** start Supplied entries **

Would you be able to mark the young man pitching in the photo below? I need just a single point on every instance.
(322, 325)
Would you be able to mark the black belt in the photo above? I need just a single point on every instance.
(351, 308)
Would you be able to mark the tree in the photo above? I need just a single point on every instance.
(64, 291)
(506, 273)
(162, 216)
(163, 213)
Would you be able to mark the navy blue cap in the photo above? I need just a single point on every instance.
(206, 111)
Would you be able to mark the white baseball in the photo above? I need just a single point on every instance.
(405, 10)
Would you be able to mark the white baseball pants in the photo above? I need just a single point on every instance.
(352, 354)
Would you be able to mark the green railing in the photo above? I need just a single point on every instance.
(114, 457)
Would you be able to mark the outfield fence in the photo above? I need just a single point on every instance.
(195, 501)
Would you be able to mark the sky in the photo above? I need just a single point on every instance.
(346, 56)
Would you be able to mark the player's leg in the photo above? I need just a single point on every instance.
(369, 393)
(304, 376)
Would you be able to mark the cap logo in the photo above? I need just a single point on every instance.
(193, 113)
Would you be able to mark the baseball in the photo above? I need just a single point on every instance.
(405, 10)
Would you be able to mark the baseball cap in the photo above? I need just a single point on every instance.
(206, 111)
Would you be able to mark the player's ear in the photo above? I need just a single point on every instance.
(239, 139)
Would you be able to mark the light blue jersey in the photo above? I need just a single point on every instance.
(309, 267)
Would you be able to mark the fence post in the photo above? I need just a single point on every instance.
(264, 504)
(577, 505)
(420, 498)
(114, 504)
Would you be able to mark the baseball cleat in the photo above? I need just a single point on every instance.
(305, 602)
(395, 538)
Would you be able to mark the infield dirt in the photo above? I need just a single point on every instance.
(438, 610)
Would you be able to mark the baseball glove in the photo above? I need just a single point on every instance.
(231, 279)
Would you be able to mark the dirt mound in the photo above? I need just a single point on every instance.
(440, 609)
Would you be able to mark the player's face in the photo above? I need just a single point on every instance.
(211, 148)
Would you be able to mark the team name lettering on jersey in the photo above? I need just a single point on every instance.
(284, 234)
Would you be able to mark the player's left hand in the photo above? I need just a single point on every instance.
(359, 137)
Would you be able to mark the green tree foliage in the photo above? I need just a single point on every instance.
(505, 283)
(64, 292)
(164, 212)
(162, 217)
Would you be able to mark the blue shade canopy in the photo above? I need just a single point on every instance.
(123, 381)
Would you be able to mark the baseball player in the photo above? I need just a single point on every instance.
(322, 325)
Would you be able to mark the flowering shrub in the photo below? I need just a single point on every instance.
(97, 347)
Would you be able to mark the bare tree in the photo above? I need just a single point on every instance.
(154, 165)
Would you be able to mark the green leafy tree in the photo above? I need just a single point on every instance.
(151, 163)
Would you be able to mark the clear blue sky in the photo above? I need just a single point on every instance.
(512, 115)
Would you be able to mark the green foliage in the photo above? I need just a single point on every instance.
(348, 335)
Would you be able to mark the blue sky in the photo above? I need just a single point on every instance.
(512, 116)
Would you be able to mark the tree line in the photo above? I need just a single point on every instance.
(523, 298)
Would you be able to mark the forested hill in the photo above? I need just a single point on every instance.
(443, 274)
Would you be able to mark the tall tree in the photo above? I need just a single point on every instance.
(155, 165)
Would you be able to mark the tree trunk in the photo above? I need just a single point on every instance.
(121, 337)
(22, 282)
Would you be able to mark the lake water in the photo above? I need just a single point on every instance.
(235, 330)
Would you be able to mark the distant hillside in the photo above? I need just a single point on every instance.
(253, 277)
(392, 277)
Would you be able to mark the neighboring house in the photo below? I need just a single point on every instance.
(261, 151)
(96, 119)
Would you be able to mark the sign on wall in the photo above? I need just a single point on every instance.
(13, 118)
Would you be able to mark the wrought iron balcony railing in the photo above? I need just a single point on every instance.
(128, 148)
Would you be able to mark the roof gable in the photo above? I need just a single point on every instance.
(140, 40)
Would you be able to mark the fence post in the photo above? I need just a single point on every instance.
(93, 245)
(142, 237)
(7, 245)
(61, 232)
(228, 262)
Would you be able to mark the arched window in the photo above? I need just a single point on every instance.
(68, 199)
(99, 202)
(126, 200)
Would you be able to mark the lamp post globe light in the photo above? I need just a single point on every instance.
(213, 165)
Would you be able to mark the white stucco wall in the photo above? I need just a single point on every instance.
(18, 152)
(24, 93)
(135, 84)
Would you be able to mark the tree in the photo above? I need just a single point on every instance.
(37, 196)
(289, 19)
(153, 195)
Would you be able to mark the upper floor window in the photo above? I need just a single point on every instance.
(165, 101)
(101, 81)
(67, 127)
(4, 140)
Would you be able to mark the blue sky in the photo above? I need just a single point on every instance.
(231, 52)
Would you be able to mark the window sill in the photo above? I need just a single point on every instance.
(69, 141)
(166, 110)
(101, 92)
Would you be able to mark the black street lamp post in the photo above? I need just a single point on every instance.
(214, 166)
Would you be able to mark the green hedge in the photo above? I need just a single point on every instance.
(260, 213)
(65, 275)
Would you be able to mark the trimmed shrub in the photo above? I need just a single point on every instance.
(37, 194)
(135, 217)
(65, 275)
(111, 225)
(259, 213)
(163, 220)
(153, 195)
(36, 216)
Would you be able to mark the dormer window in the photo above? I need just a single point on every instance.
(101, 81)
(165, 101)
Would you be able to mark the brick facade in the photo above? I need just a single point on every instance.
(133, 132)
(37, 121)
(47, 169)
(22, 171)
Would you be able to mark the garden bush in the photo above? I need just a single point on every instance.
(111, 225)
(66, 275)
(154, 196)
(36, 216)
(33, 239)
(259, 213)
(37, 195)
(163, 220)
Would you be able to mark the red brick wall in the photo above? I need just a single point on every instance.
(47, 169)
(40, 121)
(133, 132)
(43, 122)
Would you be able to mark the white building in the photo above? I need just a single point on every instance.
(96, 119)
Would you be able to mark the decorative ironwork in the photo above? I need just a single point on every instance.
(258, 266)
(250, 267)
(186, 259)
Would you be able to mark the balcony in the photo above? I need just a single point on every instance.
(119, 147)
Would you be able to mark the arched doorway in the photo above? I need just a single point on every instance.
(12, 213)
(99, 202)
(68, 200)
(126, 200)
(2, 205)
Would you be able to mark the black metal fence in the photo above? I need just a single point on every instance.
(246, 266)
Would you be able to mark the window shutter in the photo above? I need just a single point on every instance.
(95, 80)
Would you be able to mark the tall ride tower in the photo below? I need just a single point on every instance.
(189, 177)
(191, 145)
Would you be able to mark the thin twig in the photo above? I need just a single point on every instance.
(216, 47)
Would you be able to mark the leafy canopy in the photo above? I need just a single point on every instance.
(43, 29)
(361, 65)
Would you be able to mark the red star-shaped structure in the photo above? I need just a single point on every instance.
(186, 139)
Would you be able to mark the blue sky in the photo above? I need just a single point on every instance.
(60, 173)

** end Supplied entries **

What to do: Would you give the material above again, complete and exact?

The response:
Would you be able to mark the young man pitching in the photo below? I need just a single point on every instance.
(322, 325)
Would you be able to mark the black belt in the photo above? I need just a single point on every instance.
(351, 308)
Would you be able to mark the tree in the photo above? I need just a single point on every instance.
(64, 291)
(506, 273)
(162, 216)
(163, 213)
Would you be able to mark the navy blue cap in the photo above? I need just a single point on every instance.
(206, 111)
Would you be able to mark the white baseball in the photo above? I need just a single point on every instance.
(405, 10)
Would you be able to mark the white baseball pants in the photo above? I need just a single point on every instance.
(352, 354)
Would you be able to mark the green railing in the photo above? I need just a single point on every instance.
(114, 457)
Would you be able to mark the outfield fence in the photo above? I need just a single point on every instance.
(195, 501)
Would you be able to mark the sky in the photo above? I need just a single point on every instance.
(346, 56)
Would you be able to mark the player's leg in the photo above? I need just a single point on every instance.
(369, 393)
(304, 376)
Would you be able to mark the cap logo in the photo above? I need just a single point on every instance.
(193, 113)
Would you be able to mark the baseball in the photo above? I need just a single point on every instance.
(405, 10)
Would you be able to mark the baseball cap in the photo above? I need just a single point on every instance.
(206, 111)
Would you be able to mark the player's ear in the photo above? I need just a single point on every instance.
(239, 139)
Would you be able to mark the light blue jersey in the photo above? I need just a single point on every instance.
(309, 267)
Would you be able to mark the fence post in the photo above? I need just a single point on every instance.
(264, 504)
(577, 505)
(420, 498)
(114, 504)
Would you be able to mark the baseball cleat in the photo above? I need just a single point on every instance.
(305, 602)
(395, 538)
Would you be able to mark the infield dirt in the photo above? I need just a single point on every instance.
(438, 610)
Would you be able to mark the baseball glove in the photo above? I need just a single point on every instance.
(231, 279)
Would you be able to mark the dirt mound in the photo above? I need just a single point on every instance.
(440, 609)
Would you be able to mark the player's face in the photo above? I need just a single point on every instance.
(211, 148)
Would you be able to mark the team name lettering on jersey in the photo above? I need just a single point on every instance.
(284, 234)
Would you be able to mark the player's left hand in the photo above? I need just a single point on every instance.
(359, 137)
Would you be able to mark the green tree foliage in the photo above? I need just a single point on every instance.
(505, 283)
(64, 292)
(164, 212)
(162, 217)
Would you be able to mark the blue shade canopy in the photo above? I need just a single point on every instance.
(123, 381)
Would you be able to mark the baseball player in the photo above? I need just a single point on every instance.
(322, 325)
Would you be able to mark the flowering shrub in the photo below? I need just a single point on every instance.
(97, 347)
Would you be able to mark the bare tree in the photo above? I need just a single point on every instance.
(154, 165)
Would you be able to mark the green leafy tree in the photo above? I need just a single point on every instance.
(151, 163)
Would you be able to mark the clear blue sky in the photo above? I need just a single point on every instance.
(512, 115)
Would you be able to mark the green foliage in the photo above? I need just a single point on every instance.
(348, 335)
Would you be able to mark the blue sky in the photo above? I need just a single point on every instance.
(512, 116)
Would you be able to mark the tree line in the photo above? I need just a single point on every instance.
(523, 298)
Would you be able to mark the forested hill in the photo above? I need just a single point on every instance.
(443, 274)
Would you be able to mark the tall tree in the photo above? I need just a single point on every instance.
(155, 165)
Would you be able to mark the tree trunk in the photo above? I need just a single point on every instance.
(121, 337)
(22, 282)
Would you be able to mark the lake water in the photo above? I need just a single point on every instance.
(235, 330)
Would you be able to mark the distant hillside in the photo above? I need just a single point on every instance.
(253, 277)
(392, 277)
Would you be able to mark the neighboring house in the photo below? I need just a single point on every instance.
(261, 151)
(96, 119)
Would you be able to mark the sign on wall in the photo above? I need just a single point on every instance.
(13, 118)
Would you be able to mark the wrought iron balcony railing in the photo above? I need just a single point on every instance.
(128, 148)
Would you be able to mark the roof gable in the photo above? I need just a single point on every instance.
(140, 40)
Would you be able to mark the fence post in the photo above? I need just a single point on every instance.
(93, 245)
(142, 237)
(7, 245)
(61, 232)
(228, 262)
Would you be able to mark the arched window in the photo above? I need just a single point on every instance.
(68, 199)
(99, 202)
(126, 200)
Would you be able to mark the lamp post globe light in the photo above? I need just a single point on every instance.
(213, 165)
Would you be able to mark the white stucco wall in the photo above? I need just a single point on every instance.
(18, 152)
(24, 93)
(135, 84)
Would you be able to mark the tree in the photo above? I need just a single point on every instance.
(37, 196)
(289, 19)
(153, 195)
Would you be able to mark the upper floor window in the photo above? I need just a single point on every instance.
(165, 101)
(101, 81)
(67, 127)
(4, 140)
Would you be able to mark the blue sky in the photo above? I need just a single point on every instance.
(231, 52)
Would you be able to mark the window sill in the photo above? I need just a single point on every instance.
(69, 141)
(166, 110)
(101, 92)
Would you be able to mark the black street lamp post in the photo above? I need just a single point on every instance.
(214, 166)
Would you be able to mark the green hedge in the photo above? I need just a single point on every instance.
(260, 213)
(65, 275)
Would you be able to mark the trimmed shrub in the photo above? I need just a single point on every instance.
(37, 194)
(135, 217)
(65, 275)
(111, 225)
(259, 213)
(163, 220)
(153, 195)
(36, 216)
Would you be able to mark the dormer window in the photo above? I need just a single point on every instance.
(101, 81)
(165, 101)
Would you be able to mark the brick facade in the photo above? I need just a single point on every instance.
(133, 132)
(37, 121)
(47, 169)
(22, 171)
Would you be able to mark the garden bush in the photo above? I need just a single point on every instance.
(111, 225)
(66, 275)
(154, 196)
(36, 216)
(33, 239)
(259, 213)
(37, 195)
(163, 220)
Would you be able to mark the red brick wall in the photo above? I need just a single point on every instance.
(47, 169)
(40, 121)
(133, 132)
(43, 122)
Would you be able to mark the white building in the photo above? I need just a single point on every instance.
(96, 119)
Would you be able to mark the decorative ironwork in the photo above? I need just a single point on every instance.
(258, 266)
(250, 267)
(186, 259)
Would you be able to mark the balcony in the photo above? I need just a single point on every instance.
(119, 147)
Would you be able to mark the arched doorway in the photo above? I need just a single point on every instance.
(12, 213)
(99, 202)
(68, 200)
(126, 200)
(2, 205)
Would you be able to mark the black metal fence in the photo above? I need just a single point on every instance.
(246, 266)
Would you be able to mark the window shutter in the photo above? I need just a single point on every instance.
(95, 80)
Would you be able to mark the tall ride tower in the photo below? I need just a single point on every instance.
(189, 177)
(191, 145)
Would you be able to mark the thin twig in the photo above? I need just a single point on every instance.
(216, 47)
Would you be able to mark the leafy canopy in the photo above? I need just a single point on every instance.
(43, 29)
(361, 65)
Would you be able to mark the red star-shaped structure in the photo above? I need just a single point on every instance.
(186, 139)
Would you be able to mark the blue sky in the photo above? I need just a single point on every instance.
(60, 173)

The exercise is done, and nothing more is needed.